*** Opening Selected passage ***
SGT. SHAFT: Too late for TERA?

Dear Sgt. Shaft,

I am an Army veteran with more than 16 years of active service time, living in the Fort Knox, Ky., area. While applying for employment with the new Human Resources Command, I was told to have my records viewed for an error. I should have been offered retirement under the Temporary Early Retirement Authority (TERA) progam, which applies to fiscal 1993 through fiscal 2001. I separated from service on Sept. 9, 1993, and was given separation pay, but not informed of TERA. Could I have applied for this option? Can I apply for this option now? — Army vet via the Web

Dear Vet,

My sources at the Military Officers Association of America tell me that as far as they can determine, services were not required to offer TERA to members who were leaving the service prior to completing twenty years of service. You were given separation pay. You may apply to the BCMR to have your separation re-characterized as a regular retirement under TERA. If that is approved — unlikely in their view — the government will recoup the separation pay, but you could receive arrears of retired pay.
*** Closing Selected passage ***
*** Opening Data extracts ***
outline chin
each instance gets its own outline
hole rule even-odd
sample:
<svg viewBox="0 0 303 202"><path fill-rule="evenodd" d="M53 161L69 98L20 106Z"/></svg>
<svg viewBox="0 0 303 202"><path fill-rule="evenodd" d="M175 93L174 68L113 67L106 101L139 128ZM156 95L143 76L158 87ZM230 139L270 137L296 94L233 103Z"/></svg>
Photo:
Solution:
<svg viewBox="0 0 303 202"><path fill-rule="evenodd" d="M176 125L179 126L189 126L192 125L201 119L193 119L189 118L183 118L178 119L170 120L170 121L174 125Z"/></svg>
*** Closing Data extracts ***
#### To do
A) From the Sgt. Shaft column, list every specific date or fiscal year that is mentioned.
B) Turn the paragraph of the Sgt. Shaft column that begins "My sources at the Military Officers Association of America" into a short bulleted list that keeps its main facts.

#### Answers for the exercise
A)
- fiscal 1993
- fiscal 2001
- Sept. 9, 1993

B)
- According to the Military Officers Association of America, services were apparently not required to offer TERA to members leaving before completing twenty years of service.
- The veteran received separation pay.
- The veteran may apply to the BCMR to have the separation re-characterized as a regular retirement under TERA.
- The association considers approval unlikely.
- If approved, the government would recoup the separation pay, but the veteran could receive arrears of retired pay.